* EXERCISE OBJECTIVE
Can you turn everything below, from the line containing "Category: grassy slope" down to the line containing "pixel 234 73" (both included), into a numbered list with no blank lines and nothing else?
** Start SOURCE RECORDS **
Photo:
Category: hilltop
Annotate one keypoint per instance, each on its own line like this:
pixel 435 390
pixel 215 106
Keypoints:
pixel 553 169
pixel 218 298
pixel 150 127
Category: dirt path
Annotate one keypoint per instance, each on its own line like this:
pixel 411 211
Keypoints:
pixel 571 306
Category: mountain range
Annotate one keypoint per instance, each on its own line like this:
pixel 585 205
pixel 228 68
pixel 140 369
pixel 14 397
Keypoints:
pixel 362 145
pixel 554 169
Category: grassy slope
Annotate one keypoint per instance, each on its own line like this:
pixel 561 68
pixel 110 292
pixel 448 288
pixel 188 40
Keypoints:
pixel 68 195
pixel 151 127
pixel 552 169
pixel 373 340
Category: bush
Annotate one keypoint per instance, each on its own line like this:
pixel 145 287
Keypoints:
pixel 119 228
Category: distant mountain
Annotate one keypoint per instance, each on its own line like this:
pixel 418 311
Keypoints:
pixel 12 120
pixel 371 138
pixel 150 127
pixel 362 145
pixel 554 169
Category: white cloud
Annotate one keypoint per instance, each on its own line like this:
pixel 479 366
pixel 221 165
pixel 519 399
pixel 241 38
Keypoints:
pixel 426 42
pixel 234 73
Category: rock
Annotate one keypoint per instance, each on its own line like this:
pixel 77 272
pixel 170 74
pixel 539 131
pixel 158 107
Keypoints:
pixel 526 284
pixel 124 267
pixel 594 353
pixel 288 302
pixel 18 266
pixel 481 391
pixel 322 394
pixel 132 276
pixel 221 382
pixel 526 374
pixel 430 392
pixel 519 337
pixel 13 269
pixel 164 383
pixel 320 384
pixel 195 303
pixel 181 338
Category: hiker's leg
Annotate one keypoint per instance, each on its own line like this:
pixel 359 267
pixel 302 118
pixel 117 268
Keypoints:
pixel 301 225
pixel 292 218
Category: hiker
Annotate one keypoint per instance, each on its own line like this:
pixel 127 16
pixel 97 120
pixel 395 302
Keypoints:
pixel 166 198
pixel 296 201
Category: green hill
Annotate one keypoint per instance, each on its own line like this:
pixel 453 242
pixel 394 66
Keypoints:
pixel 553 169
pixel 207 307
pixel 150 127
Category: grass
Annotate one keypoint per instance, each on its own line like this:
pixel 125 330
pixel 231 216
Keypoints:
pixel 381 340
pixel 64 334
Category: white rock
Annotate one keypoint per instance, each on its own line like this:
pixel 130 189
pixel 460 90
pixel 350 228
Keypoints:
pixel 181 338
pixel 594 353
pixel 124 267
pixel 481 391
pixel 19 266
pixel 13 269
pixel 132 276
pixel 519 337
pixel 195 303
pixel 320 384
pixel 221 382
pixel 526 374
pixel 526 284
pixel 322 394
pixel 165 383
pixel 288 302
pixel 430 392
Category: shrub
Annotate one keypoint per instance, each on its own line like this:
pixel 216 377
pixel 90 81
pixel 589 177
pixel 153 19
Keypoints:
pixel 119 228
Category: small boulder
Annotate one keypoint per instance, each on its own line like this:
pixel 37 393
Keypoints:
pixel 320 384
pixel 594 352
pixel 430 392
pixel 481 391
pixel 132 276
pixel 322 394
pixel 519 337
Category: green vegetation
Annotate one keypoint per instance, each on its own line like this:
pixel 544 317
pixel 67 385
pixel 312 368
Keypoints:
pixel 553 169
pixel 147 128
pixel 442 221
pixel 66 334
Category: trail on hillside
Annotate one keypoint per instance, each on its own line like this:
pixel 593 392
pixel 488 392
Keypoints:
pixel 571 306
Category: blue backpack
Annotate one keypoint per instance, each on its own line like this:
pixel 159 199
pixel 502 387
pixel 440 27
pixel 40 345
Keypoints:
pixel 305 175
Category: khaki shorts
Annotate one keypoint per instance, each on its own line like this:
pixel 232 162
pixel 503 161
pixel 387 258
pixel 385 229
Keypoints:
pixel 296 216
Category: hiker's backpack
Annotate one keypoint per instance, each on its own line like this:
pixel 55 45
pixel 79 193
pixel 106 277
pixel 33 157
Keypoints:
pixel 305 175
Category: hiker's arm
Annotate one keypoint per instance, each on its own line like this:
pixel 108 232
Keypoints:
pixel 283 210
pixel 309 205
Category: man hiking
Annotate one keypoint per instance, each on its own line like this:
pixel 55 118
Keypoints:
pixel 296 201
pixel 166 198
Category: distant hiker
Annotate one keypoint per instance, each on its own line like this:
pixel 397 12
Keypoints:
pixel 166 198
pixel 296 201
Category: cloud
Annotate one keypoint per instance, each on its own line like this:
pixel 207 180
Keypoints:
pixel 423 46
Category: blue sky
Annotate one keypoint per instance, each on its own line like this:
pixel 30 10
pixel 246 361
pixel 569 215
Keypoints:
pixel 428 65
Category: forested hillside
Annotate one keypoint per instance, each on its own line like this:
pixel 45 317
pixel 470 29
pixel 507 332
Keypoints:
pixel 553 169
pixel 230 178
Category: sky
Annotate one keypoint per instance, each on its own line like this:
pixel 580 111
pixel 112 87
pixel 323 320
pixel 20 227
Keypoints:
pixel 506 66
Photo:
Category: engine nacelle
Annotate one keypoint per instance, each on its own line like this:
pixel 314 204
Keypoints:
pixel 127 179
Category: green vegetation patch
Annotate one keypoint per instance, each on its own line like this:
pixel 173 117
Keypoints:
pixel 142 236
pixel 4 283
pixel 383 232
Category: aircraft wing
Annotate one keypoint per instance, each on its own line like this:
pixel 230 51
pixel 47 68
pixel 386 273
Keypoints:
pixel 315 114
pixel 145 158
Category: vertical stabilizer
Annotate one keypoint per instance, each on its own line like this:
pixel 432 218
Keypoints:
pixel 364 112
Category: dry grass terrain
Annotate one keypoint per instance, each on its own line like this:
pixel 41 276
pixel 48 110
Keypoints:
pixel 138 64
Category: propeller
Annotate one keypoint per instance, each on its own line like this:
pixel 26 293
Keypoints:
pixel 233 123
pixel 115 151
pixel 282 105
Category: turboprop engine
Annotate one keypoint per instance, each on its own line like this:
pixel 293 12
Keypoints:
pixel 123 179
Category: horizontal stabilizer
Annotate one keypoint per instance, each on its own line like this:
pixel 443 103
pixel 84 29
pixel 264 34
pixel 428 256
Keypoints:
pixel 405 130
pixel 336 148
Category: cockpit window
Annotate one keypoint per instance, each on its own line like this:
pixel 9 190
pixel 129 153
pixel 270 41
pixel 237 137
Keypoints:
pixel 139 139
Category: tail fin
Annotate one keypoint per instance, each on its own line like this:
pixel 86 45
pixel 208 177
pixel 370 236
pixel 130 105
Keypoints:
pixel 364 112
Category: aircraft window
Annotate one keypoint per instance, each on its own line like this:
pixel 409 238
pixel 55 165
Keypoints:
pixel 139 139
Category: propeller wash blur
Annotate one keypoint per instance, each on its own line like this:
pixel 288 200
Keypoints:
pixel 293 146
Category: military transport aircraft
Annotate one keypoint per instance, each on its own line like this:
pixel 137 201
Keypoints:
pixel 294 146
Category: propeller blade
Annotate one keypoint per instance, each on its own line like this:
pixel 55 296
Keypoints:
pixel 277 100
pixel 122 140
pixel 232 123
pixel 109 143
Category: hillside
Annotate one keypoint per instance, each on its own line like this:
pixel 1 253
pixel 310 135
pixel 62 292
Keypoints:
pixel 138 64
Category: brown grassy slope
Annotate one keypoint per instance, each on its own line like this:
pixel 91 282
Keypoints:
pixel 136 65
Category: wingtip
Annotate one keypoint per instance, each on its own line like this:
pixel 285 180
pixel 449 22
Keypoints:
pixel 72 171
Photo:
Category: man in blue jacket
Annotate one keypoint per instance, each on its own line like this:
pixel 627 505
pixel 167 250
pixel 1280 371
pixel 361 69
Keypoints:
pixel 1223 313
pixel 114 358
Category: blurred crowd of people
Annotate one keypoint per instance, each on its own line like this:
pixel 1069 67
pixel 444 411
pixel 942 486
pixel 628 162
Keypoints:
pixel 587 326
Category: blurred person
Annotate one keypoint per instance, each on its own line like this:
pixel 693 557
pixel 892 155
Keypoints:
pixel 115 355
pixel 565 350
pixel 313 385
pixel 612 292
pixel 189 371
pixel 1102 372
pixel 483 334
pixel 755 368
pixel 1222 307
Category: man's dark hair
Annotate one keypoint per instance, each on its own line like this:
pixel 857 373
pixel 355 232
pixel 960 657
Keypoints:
** End SOURCE RECORDS **
* OUTPUT FOR THIS TASK
1. Category: grassy slope
2. Annotate one keypoint per instance, each on its own line like this:
3. pixel 561 68
4. pixel 110 292
5. pixel 448 288
6. pixel 188 40
7. Keypoints:
8. pixel 68 195
9. pixel 151 127
10. pixel 552 169
11. pixel 373 340
12. Category: bush
13. Annotate one keypoint per instance, each on its own line like this:
14. pixel 145 287
15. Keypoints:
16. pixel 119 228
17. Category: distant mountain
18. Annotate one keypoint per instance, each on its own line like this:
19. pixel 418 311
20. Keypoints:
21. pixel 12 120
22. pixel 371 138
23. pixel 150 127
24. pixel 362 145
25. pixel 554 169
26. Category: white cloud
27. Annotate one keypoint per instance, each on its own line like this:
28. pixel 479 366
29. pixel 221 165
30. pixel 519 399
31. pixel 241 38
32. Keypoints:
33. pixel 426 42
34. pixel 234 73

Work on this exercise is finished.